## Begin TASK DATA
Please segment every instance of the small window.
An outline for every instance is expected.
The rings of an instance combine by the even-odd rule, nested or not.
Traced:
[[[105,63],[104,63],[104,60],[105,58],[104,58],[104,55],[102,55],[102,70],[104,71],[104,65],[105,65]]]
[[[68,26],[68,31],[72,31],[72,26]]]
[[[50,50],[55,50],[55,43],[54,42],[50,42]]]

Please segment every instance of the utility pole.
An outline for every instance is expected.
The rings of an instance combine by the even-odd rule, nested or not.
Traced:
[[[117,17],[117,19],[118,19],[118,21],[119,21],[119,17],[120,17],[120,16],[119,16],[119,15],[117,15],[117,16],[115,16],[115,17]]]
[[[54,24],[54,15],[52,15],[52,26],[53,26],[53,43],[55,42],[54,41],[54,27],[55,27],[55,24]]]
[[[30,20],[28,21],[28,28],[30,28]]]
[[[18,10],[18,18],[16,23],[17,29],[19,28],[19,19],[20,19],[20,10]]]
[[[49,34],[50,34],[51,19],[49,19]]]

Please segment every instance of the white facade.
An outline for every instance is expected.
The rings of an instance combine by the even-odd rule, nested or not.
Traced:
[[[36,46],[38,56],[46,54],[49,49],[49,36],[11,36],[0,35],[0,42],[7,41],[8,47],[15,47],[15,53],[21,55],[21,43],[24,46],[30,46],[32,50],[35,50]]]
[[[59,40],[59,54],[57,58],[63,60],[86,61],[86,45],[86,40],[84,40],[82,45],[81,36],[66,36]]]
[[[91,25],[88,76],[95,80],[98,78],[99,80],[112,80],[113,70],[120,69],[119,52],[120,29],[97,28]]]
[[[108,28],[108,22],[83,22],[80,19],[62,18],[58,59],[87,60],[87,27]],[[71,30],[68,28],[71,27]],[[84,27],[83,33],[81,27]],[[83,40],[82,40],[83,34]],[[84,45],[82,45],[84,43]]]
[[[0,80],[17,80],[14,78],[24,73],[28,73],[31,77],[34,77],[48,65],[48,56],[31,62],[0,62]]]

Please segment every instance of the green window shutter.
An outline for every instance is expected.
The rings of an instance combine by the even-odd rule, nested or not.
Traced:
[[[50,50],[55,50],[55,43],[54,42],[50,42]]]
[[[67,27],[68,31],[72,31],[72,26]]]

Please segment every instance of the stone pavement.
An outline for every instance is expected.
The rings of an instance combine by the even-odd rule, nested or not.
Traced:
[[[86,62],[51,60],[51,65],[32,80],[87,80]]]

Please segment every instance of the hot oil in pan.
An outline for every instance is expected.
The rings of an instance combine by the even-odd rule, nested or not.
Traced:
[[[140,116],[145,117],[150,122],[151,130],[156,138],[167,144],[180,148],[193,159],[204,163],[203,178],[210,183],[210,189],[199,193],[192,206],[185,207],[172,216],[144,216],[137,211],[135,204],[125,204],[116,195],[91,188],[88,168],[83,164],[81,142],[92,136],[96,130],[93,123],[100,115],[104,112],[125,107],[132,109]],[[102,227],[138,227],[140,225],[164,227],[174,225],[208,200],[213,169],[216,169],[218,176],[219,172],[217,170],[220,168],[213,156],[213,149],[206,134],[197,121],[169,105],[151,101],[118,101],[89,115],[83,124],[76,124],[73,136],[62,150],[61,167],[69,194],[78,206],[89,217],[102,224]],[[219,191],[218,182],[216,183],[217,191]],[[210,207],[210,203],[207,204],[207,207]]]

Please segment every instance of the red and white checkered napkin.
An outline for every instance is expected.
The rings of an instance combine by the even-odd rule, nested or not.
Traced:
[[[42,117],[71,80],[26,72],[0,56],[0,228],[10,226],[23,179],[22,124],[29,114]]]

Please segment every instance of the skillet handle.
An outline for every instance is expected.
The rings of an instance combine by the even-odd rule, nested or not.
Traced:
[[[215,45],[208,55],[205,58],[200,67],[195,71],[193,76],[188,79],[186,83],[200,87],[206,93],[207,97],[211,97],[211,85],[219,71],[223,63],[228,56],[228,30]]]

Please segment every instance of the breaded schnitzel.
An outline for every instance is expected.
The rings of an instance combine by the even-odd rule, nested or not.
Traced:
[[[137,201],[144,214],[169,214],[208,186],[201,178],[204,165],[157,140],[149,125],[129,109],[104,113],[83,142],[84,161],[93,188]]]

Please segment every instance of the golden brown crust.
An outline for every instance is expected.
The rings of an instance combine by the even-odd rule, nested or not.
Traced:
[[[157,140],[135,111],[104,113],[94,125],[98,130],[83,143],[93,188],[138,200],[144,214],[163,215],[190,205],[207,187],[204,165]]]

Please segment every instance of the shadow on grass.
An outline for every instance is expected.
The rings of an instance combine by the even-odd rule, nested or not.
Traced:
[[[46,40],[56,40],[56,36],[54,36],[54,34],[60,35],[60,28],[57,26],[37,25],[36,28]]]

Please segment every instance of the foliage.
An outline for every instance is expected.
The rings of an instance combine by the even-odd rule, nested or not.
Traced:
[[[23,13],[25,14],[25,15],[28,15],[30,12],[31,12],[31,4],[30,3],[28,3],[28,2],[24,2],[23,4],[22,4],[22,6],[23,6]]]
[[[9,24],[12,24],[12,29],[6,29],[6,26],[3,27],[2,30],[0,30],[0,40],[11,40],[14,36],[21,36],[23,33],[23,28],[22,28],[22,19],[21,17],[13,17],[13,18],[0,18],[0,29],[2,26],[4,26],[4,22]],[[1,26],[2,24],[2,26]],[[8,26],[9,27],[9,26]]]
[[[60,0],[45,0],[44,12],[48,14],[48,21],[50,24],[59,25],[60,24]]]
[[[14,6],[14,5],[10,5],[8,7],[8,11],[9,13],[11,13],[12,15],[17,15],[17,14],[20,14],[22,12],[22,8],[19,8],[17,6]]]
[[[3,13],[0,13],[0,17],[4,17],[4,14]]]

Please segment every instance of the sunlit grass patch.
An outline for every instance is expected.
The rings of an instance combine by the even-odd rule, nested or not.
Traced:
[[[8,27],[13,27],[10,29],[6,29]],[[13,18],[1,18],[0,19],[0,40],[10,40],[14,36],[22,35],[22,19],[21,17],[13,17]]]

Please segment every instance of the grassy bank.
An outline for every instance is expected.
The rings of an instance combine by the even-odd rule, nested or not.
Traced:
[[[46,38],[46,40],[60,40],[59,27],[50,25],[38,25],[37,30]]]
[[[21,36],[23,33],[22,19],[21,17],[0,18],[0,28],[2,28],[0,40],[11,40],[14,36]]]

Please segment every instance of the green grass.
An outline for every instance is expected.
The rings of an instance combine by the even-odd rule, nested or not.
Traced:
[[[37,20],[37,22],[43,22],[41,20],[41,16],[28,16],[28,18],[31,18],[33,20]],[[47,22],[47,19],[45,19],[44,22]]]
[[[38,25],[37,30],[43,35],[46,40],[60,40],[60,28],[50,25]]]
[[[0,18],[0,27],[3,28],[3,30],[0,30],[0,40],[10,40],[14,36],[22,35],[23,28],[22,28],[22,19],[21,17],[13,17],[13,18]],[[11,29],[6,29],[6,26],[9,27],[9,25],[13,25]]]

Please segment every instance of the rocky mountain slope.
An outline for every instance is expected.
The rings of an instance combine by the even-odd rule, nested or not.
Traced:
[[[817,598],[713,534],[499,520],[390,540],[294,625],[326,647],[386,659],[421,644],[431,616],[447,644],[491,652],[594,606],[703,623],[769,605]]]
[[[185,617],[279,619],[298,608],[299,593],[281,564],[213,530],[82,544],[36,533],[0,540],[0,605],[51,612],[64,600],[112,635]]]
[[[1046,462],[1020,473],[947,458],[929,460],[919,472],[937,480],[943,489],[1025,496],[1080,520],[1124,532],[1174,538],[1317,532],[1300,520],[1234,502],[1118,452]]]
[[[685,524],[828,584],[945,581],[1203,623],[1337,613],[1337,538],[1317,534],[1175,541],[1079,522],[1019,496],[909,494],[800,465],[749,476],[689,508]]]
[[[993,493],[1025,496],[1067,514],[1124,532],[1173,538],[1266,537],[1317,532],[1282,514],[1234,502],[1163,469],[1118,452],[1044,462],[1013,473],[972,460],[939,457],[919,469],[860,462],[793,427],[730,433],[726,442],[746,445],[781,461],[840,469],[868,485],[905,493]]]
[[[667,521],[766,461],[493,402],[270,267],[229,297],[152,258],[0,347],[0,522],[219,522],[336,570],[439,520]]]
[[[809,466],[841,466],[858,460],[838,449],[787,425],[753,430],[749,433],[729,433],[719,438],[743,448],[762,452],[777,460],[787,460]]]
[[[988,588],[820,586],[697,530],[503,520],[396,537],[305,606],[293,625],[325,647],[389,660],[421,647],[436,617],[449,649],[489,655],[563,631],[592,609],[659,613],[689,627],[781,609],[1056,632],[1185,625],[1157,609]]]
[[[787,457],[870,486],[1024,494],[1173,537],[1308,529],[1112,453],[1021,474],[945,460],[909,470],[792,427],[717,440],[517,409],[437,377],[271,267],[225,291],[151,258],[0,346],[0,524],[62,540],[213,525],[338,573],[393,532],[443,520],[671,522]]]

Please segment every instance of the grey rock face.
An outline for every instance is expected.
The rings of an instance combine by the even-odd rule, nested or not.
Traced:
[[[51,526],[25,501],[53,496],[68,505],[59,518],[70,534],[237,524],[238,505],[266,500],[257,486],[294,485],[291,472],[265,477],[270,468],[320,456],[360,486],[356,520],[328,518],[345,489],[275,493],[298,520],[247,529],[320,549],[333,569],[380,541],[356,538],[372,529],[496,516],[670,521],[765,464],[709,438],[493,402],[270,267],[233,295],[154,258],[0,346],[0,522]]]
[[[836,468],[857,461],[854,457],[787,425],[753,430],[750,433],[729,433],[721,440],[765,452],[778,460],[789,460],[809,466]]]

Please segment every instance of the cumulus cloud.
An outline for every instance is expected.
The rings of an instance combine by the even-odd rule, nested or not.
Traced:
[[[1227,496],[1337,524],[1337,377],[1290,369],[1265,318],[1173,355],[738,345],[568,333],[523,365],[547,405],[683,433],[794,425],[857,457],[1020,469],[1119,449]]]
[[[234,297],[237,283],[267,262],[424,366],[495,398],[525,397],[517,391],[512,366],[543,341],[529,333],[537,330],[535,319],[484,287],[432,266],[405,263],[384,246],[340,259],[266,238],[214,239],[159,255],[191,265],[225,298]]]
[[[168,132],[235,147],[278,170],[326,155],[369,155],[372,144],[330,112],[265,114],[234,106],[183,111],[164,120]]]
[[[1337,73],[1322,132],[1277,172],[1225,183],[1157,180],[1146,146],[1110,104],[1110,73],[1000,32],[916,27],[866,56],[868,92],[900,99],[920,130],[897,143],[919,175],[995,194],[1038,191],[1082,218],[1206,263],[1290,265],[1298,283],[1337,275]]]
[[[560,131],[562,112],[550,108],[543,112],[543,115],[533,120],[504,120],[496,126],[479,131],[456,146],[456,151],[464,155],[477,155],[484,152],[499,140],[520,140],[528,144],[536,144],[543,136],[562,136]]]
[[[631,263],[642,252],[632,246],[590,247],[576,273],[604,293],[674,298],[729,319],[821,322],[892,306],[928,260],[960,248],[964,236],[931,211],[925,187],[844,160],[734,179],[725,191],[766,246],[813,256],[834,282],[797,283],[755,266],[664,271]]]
## End TASK DATA
▶ _WHAT IS BEING ASKED_: Reproduce the data, starting at its first line and ending at the line containing "[[[49,34],[50,34],[51,19],[49,19]]]", with both ends included and the requests kept. Multiply every coordinate in the traced outlines by 1.7 and round each result to a whole number, with halves rounded up.

▶ _COMPLETE ANSWER_:
Please segment every instance of the small window.
An outline for every instance is expected.
The rings of an instance combine by the even-odd rule, nested or not.
Traced:
[[[179,107],[177,107],[177,102],[179,99],[177,99],[177,94],[173,94],[173,119],[177,121],[177,111],[179,111]]]
[[[116,44],[116,53],[122,53],[122,44]]]
[[[85,85],[94,85],[94,73],[92,71],[85,71]]]

Please segment every instance of the utility pole.
An outline for every instance is expected.
The rings of an instance combine by the even-odd rule, nested or not.
Traced:
[[[199,29],[199,32],[201,32],[201,36],[202,36],[202,29],[204,29],[204,27],[202,27],[202,26],[199,26],[199,27],[196,27],[196,29]]]
[[[92,41],[92,26],[88,26],[88,44],[90,44],[90,73],[94,71],[92,70],[92,46],[94,46],[94,41]]]
[[[51,34],[48,36],[48,48],[51,48]]]
[[[31,17],[31,31],[27,39],[29,49],[32,48],[32,32],[34,32],[34,17]]]
[[[83,58],[85,58],[87,32],[83,32]]]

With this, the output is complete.